• [Testo di riferimento]:

-*-*-

Anche in questo venerdì torna puntuale la consueta rubrica con la quale “L’Opinione delle Libertà” vuole dare voce e spazio ai volti noti e meno noti della letteratura italiana. Questa settimana vi consigliamo “Febbre” di Jonathan Bazzi (Fandango Editore). Jonathan Bazzi è nato a Milano nel 1985. Cresciuto a Rozzano, estrema periferia sud della città, è laureato in Filosofia. Appassionato di tradizione letteraria femminile e questioni di genere, ha collaborato con varie testate e magazine, tra cui Gay.it, Vice e The Vision. Alla fine del 2016 ha deciso di parlare pubblicamente della sua sieropositività con un articolo (“Ho l’HIV e per proteggermi vi racconterò tutto”) diffuso in occasione della Giornata Mondiale contro l’AIDS.

La Storia

Un esordio letterario emozionante ed impetuoso. Jonathan Bazzi, trentenne cresciuto in quell’hinterland milanese così spietato e distante dal proprio mondo interiore, mette nero su bianco un’autobiografia spiazzante nella sua genuinità, capace di toccare innumerevoli tematiche sociali ed emotive.

-*-*-

• [Elenco estratto]:
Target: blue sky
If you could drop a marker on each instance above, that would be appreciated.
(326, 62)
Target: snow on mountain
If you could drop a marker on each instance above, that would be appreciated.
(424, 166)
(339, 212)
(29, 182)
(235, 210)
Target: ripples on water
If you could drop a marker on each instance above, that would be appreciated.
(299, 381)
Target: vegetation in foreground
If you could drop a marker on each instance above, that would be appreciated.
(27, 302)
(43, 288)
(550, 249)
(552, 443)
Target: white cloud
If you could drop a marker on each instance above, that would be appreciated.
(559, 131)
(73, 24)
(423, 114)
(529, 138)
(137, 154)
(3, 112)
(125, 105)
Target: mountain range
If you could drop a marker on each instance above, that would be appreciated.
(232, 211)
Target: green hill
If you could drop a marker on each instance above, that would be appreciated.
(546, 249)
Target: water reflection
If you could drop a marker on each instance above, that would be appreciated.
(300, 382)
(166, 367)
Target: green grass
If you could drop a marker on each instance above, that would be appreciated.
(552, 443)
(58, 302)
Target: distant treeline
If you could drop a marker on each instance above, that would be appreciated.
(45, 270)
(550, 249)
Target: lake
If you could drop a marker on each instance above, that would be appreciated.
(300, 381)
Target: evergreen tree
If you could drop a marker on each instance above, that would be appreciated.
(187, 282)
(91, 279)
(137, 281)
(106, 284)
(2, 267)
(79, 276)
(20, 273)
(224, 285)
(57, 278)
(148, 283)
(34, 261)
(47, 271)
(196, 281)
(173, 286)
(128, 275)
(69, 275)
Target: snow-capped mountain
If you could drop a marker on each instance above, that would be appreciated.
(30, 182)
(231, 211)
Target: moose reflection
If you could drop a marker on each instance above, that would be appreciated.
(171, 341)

-*-*-

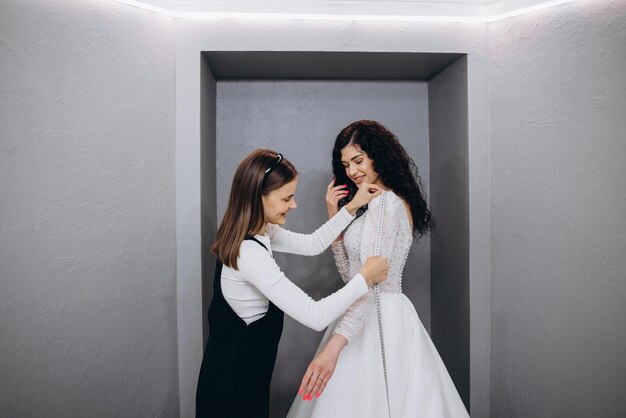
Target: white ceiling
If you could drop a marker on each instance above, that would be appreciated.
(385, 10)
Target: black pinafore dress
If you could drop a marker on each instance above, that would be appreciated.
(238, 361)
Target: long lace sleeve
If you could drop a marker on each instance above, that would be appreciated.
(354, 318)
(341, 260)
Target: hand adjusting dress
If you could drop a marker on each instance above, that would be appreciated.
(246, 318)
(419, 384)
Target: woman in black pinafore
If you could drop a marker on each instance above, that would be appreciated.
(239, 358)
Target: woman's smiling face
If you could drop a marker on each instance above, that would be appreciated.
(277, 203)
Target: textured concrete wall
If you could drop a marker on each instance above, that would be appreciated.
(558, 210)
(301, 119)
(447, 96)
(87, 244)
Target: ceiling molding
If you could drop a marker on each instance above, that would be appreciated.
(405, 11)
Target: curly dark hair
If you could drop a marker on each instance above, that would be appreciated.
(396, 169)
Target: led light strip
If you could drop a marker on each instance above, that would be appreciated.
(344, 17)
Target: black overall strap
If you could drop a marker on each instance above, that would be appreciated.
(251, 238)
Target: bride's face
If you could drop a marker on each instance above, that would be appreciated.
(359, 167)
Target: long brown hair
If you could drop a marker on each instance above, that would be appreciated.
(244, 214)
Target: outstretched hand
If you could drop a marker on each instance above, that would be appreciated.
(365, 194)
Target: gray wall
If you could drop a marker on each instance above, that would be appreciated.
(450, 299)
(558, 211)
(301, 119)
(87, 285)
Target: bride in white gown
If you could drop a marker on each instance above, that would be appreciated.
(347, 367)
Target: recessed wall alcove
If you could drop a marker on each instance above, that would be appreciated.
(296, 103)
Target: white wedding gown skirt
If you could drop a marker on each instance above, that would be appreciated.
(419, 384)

-*-*-

• [Serie di esercizi]:
a) Secondo l'articolo su «Febbre», quando Jonathan Bazzi ha deciso di parlare pubblicamente della sua sieropositività?
b) Prosegui l'articolo su «Febbre» a partire dalla sua ultima frase.

• [Soluzioni degli esercizi]:
a) Alla fine del 2016, con un articolo diffuso in occasione della Giornata Mondiale contro l'AIDS.

b)
In ogni esistenza, in maniera più o meno incisiva, esiste un “giorno zero”. Quel punto di non ritorno che sancisce un prepotente cambio di rotta, una rottura definitiva tra quello che c’era prima e quello che viene dopo. Per Jonathan il giorno zero si palesa con la scoperta della sieropositività, un male che sembra divorarlo da dentro, offuscando la sua capacità di amare e di andare oltre la paura.

Nelle pagine del suo romanzo, Jonathan ci mette innanzitutto la voglia di non mollare, di essere d’insegnamento a chi si trova a vivere la sua stessa condizione, superando quel filo spinato immaginario che divide i “salvi” dai “dannati” e che continua ad alimentare pregiudizi sociali e superstizioni fumose. Facendo, invece, della propria arma la limpidezza, l’autore affronta con estrema sensibilità e disinvoltura temi come l’omosessualità, le gerarchie di famiglia e di genere, con sullo sfondo una periferia senza scrupoli che schiaccia la diversità come fosse un insetto.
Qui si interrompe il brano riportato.